--- Reading passage ---
# Heroes & villains theme - brainstorm



## MHooch (Jun 15, 2007)

Great theme!! I really like that a lot.

The first thing that popped into my mind? Remember in the TV show Batman, when there was a fight they would have the cartoony looking words pop onto the screen...like BAM!!! or POW!! like this....

http://www.ozoux.com/eclectic/archive/2006/06/13/images/batman.jpg

You could paint them on paper and put them up on the walls, or paint them on cardboard and make them free-standing.

That's all I got for now, but I'll think on it some more. Good luck!


----------



## snigglez (Jun 4, 2009)

will you be doing this on Halloween night? Do a Superhero, Villain scavenger hunt. Put your party in groups then for around 1 hour or so you guys go to different bars parties n stuff and see how many people you find dressed up in superheros and villains each group has a digital camera or phone and has to take pictures with (to prove you saw the superheros, villains) the superheros or villains. The group with the most pictures wins I know you didn't ask about any games but this came to mind. 

P.S. Or make a list of specific monsters that you need to take pictures with like skeletons zombies witch n so on.


----------



## natascha (Jul 21, 2004)

That is the same Theme we are doing this year!

For a food Idea....Hero sandwiches!

We will also be having a few games that we will play that will have Heroes VS Villians to see if Good or Bad ultimatley wins.

My Sister told me today she wants to come as Me because I am her Hero...Gag!

I don't have my notebook in front of me, but as I remember ideas we have had (My 'Crew' had our first 'meeting' Valantines weekend) I will let you know.

--- What you need to do ---
Reproduce word for word everything in the forum thread from "will you be" down to "witch n so on.". The rows that follow come from a separate source.

--- Data listing ---
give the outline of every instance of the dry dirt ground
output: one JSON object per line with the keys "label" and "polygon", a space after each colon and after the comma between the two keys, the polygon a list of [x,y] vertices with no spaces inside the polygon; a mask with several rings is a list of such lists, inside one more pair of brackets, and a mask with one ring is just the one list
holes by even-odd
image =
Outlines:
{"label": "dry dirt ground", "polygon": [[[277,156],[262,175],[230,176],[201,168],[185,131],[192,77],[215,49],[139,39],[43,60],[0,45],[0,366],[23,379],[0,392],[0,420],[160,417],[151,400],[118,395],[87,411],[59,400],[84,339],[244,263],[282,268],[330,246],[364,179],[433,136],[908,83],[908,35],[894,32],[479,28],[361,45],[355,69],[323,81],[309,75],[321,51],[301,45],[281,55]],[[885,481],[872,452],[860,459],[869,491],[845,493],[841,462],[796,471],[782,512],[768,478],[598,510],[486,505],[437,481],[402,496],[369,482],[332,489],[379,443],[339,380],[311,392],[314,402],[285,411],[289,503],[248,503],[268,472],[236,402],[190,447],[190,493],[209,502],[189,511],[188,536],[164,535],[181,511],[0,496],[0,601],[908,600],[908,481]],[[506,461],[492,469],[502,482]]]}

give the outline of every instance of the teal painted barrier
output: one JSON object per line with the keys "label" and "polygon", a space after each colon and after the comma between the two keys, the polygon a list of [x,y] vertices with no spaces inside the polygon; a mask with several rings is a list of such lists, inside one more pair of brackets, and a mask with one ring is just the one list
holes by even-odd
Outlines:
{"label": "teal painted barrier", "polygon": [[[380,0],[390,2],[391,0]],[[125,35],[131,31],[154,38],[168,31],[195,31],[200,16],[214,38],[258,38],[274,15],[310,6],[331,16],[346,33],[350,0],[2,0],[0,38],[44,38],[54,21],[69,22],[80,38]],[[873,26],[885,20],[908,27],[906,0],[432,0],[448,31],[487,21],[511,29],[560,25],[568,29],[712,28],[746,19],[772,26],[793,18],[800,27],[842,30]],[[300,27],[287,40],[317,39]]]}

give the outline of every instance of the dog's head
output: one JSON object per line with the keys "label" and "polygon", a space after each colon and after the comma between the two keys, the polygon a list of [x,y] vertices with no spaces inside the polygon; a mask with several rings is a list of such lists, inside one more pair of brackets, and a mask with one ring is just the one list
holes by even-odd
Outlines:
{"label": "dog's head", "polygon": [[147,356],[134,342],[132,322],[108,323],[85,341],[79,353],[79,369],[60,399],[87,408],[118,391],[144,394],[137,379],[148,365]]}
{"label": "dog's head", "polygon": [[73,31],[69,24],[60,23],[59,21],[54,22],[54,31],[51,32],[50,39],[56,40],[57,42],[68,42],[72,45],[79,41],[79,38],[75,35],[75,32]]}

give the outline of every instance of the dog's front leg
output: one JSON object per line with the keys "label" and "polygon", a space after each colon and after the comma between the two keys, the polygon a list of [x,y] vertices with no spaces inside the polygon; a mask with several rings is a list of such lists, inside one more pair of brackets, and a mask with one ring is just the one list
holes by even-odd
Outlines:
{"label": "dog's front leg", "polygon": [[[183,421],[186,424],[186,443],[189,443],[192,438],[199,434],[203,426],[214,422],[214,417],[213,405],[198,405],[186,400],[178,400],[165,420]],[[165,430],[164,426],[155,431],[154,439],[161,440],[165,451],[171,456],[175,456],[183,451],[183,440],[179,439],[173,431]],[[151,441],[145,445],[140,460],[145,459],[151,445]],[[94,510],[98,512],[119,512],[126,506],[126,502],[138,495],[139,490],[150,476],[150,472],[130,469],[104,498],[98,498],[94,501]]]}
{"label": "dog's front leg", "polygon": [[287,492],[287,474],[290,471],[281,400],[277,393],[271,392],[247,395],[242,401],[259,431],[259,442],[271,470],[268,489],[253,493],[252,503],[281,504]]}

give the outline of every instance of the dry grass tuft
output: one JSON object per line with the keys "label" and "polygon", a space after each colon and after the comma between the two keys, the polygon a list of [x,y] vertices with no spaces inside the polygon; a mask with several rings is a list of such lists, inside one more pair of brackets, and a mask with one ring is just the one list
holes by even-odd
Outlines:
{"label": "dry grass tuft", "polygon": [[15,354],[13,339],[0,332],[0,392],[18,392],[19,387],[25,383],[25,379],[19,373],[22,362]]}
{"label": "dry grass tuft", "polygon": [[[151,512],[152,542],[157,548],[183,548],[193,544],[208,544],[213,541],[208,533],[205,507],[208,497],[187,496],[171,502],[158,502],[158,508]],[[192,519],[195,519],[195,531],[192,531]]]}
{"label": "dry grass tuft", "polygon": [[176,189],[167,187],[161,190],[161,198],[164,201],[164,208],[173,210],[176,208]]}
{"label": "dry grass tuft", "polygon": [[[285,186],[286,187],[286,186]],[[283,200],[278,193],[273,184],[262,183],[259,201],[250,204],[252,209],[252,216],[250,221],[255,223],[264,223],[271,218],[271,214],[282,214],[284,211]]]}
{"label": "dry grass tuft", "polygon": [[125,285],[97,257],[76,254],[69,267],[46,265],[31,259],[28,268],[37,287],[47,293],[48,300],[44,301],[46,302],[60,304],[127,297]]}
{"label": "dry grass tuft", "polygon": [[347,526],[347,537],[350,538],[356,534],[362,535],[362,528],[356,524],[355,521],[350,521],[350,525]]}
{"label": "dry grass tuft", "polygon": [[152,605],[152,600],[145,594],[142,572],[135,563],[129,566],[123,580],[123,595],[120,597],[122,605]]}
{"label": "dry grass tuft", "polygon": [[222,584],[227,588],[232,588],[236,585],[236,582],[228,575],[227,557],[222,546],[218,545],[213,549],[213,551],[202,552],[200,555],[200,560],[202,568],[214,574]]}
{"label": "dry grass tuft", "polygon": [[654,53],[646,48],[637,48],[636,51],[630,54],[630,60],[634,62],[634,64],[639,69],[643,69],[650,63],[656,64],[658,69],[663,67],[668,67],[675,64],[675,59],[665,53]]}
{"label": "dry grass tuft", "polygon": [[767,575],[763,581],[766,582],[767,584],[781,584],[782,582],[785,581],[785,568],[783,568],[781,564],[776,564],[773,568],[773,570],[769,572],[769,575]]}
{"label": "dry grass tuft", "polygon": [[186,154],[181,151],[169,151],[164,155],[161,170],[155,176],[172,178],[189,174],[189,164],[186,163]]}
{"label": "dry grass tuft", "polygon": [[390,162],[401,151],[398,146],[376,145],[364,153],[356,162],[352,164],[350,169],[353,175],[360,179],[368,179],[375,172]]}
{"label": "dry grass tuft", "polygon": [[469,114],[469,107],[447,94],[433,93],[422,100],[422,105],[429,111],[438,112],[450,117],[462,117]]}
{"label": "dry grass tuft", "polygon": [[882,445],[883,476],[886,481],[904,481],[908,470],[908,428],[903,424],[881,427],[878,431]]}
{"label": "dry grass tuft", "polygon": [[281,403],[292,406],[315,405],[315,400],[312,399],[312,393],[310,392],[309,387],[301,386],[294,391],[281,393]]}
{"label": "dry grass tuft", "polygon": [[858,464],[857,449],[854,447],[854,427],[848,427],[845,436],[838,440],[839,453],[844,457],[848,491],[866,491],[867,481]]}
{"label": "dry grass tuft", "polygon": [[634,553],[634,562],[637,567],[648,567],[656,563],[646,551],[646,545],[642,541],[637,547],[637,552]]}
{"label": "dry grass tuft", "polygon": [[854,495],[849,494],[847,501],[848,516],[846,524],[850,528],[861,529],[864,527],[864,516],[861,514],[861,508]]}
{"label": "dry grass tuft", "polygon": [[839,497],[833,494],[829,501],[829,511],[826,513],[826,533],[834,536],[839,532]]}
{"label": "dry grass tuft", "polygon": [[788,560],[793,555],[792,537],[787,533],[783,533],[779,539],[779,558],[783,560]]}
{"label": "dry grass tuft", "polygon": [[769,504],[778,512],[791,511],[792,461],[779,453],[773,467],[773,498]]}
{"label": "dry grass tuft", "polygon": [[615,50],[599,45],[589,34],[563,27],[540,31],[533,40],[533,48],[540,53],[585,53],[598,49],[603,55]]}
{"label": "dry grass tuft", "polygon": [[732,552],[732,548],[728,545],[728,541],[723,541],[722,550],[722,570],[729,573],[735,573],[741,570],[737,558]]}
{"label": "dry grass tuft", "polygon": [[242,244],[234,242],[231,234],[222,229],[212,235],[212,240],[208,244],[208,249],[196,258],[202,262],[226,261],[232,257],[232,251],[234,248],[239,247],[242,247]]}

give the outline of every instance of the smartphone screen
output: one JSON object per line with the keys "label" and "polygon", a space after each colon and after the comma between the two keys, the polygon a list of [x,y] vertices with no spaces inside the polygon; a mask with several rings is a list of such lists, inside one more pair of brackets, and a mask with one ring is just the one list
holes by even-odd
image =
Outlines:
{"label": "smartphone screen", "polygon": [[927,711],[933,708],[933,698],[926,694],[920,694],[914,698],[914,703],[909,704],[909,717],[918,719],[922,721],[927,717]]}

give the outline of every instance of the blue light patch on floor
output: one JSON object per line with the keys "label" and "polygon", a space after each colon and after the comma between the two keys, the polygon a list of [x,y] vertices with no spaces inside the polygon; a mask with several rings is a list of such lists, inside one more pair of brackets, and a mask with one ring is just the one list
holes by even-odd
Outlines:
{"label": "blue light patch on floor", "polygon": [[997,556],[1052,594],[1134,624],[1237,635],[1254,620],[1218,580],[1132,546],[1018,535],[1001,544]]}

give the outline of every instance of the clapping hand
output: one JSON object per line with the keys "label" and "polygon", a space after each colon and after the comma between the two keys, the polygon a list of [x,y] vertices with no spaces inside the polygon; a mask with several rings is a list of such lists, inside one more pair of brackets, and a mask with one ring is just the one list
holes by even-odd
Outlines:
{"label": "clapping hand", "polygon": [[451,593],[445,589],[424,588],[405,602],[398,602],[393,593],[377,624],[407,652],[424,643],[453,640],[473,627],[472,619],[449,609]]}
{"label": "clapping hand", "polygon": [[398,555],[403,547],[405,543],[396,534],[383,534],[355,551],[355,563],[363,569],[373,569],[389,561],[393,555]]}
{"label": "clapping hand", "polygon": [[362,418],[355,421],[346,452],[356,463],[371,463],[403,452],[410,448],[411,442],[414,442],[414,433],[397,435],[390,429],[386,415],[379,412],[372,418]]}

--- Written reply ---
will you be doing this on Halloween night? Do a Superhero, Villain scavenger hunt. Put your party in groups then for around 1 hour or so you guys go to different bars parties n stuff and see how many people you find dressed up in superheros and villains each group has a digital camera or phone and has to take pictures with (to prove you saw the superheros, villains) the superheros or villains. The group with the most pictures wins I know you didn't ask about any games but this came to mind. 

P.S. Or make a list of specific monsters that you need to take pictures with like skeletons zombies witch n so on.